● **Exercise requirements**: For this exercise, repeat the whole listing below exactly. Leave the pictures out.

● **Available records**:
########################################
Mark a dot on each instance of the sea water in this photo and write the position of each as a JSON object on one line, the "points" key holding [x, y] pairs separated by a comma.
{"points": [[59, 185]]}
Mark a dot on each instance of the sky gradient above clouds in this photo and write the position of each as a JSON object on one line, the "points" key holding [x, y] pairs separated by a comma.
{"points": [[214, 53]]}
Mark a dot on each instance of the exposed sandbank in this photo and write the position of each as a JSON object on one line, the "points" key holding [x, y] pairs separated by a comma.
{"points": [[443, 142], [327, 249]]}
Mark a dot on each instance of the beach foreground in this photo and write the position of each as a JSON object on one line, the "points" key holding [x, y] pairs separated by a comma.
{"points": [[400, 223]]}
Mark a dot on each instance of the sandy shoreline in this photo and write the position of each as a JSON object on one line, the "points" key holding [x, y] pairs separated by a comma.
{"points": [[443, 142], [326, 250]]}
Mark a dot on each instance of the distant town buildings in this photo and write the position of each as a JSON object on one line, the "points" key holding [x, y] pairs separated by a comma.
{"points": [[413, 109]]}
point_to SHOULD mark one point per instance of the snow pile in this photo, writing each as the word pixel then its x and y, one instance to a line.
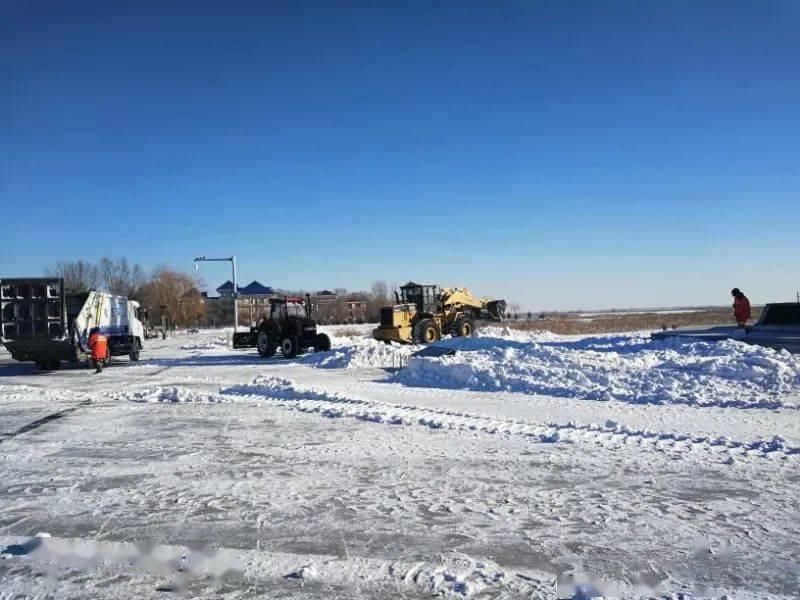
########################################
● **Your solution**:
Mark a dot on each instance of the sea water in this photo and write the position of each as a JSON object on one line, the "points" key holding [x, y] pairs separated by a comma.
{"points": [[59, 185]]}
Mark a dot on each instance of the sky gradient above clouds in this photo and write the position of each as a JSON object on one line, the "points" key holding [x, y] pairs separated by a comma.
{"points": [[214, 53]]}
Mark a dot on each instance of the exposed sandbank in this photo and write the position of each as a JSON object on one line, the "points" key holding [x, y] pairs separated by a comma.
{"points": [[443, 142], [327, 249]]}
Mark a dot on each instance of the beach foreground in this photo and write the position of each as a JSON object on one line, the "points" key holding [x, y] pairs separated by a comma.
{"points": [[400, 223]]}
Mark a dot on each instance of the sandy shoreline in this photo and write the position of each as a JSON object on one line, the "points" key holding [x, y] pairs separated by a comma.
{"points": [[443, 142], [326, 250]]}
Mark a dot on each instance of the distant town buildings in this photo and write the position of each as a JSON object on one line, the "points" key holding [x, y] pairs separated by a comma.
{"points": [[413, 109]]}
point_to SHOULD mark one point per instance of the snow pile in this photo, writing each as the word pixel then its x and y, one instance to a line.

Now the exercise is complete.